◆ RECORDS SUPPLIED:

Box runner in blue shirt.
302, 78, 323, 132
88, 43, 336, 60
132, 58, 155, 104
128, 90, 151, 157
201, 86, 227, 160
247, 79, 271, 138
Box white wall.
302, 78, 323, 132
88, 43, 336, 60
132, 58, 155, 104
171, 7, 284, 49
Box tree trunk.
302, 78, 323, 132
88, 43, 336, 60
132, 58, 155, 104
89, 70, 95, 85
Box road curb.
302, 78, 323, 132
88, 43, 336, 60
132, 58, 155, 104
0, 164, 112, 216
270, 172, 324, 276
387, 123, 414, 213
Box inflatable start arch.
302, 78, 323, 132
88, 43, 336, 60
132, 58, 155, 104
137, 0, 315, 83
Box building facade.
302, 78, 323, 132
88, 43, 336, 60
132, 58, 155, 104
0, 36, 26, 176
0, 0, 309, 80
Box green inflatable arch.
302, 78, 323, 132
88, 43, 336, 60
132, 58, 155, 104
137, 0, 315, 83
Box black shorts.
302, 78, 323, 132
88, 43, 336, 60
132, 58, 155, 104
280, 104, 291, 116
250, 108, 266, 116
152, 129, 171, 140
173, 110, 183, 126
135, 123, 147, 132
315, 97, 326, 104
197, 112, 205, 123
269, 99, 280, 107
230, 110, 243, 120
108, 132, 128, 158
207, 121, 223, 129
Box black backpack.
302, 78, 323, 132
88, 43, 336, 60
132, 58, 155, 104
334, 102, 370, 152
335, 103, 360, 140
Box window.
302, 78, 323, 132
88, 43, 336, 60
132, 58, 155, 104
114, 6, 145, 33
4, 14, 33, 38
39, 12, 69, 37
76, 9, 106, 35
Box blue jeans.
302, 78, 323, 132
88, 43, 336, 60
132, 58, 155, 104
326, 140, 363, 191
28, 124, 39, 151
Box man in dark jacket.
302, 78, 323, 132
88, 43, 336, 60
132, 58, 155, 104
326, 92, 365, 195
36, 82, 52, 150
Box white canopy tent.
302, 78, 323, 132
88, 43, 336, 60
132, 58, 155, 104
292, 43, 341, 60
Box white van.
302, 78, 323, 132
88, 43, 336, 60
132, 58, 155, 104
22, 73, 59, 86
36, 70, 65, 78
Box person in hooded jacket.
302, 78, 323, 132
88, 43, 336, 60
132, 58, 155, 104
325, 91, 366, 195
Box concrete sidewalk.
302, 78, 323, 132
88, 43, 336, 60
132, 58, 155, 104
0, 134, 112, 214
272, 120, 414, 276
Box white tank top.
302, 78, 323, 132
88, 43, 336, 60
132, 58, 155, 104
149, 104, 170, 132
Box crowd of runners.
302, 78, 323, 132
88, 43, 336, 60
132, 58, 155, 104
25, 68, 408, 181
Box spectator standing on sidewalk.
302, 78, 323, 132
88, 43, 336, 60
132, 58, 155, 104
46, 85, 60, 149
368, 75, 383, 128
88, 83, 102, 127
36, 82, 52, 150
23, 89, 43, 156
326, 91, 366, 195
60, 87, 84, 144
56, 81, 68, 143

◆ WHAT THE EXERCISE ASKS: Please restate the records in full, word for word.

◆ WRITTEN SOLUTION:
Box runner in blue shirt.
302, 78, 323, 132
88, 43, 336, 60
132, 58, 155, 104
128, 90, 151, 157
201, 86, 227, 160
247, 79, 271, 138
Box white wall.
302, 78, 323, 132
88, 43, 336, 60
132, 58, 155, 104
171, 7, 284, 49
Box tree trunk.
302, 78, 323, 132
88, 43, 336, 60
132, 58, 155, 104
89, 70, 95, 85
Box road curb.
302, 78, 323, 132
88, 43, 336, 60
132, 58, 155, 104
0, 164, 112, 216
270, 172, 324, 276
387, 123, 414, 213
Box inflatable start arch.
302, 78, 323, 132
88, 43, 336, 60
132, 58, 155, 104
137, 0, 315, 83
Box building facade.
302, 78, 323, 132
88, 43, 336, 60
132, 58, 155, 104
0, 36, 26, 176
0, 0, 309, 80
Box green inflatable arch.
302, 78, 323, 132
88, 43, 336, 60
132, 58, 155, 104
137, 0, 315, 83
Box black shorts.
302, 78, 323, 132
88, 43, 336, 60
132, 58, 155, 104
280, 104, 291, 116
250, 108, 266, 116
152, 129, 171, 140
173, 110, 183, 126
135, 123, 147, 132
315, 97, 326, 104
197, 112, 205, 123
269, 99, 280, 107
230, 110, 243, 120
108, 132, 128, 158
207, 121, 223, 129
Box black backpack.
302, 78, 323, 132
88, 43, 336, 60
132, 58, 155, 104
334, 102, 370, 152
335, 103, 360, 140
Box window.
302, 78, 323, 132
88, 43, 336, 60
132, 58, 155, 104
114, 6, 145, 33
4, 14, 33, 38
39, 12, 69, 37
76, 9, 106, 35
Box blue jeans.
302, 78, 323, 132
88, 43, 336, 60
132, 58, 155, 104
326, 140, 363, 191
28, 124, 39, 151
Box man in dark jacket.
302, 78, 323, 132
88, 43, 336, 60
132, 58, 155, 104
326, 92, 365, 195
36, 82, 52, 150
Box white canopy tent.
302, 78, 323, 132
88, 43, 336, 60
132, 58, 155, 104
292, 43, 341, 60
Box white van.
302, 78, 323, 132
88, 43, 336, 60
132, 58, 155, 104
22, 73, 59, 86
36, 70, 65, 78
Box person in hooded jacket.
302, 78, 323, 132
88, 43, 336, 60
132, 58, 155, 104
325, 91, 366, 195
Box concrete sidewalk.
302, 78, 323, 132
88, 43, 336, 60
132, 58, 155, 104
0, 134, 112, 214
272, 120, 414, 276
Box white tank top.
302, 78, 323, 132
88, 43, 336, 60
132, 58, 155, 104
149, 104, 170, 132
Box crowd of runners.
302, 78, 323, 132
88, 43, 336, 60
132, 58, 155, 104
25, 68, 408, 181
Box spectator standing on sidewalk.
302, 78, 323, 132
88, 43, 336, 60
132, 58, 155, 104
46, 85, 60, 149
368, 75, 383, 128
88, 83, 102, 127
36, 82, 52, 150
23, 89, 43, 156
326, 91, 366, 195
60, 87, 84, 144
56, 81, 68, 143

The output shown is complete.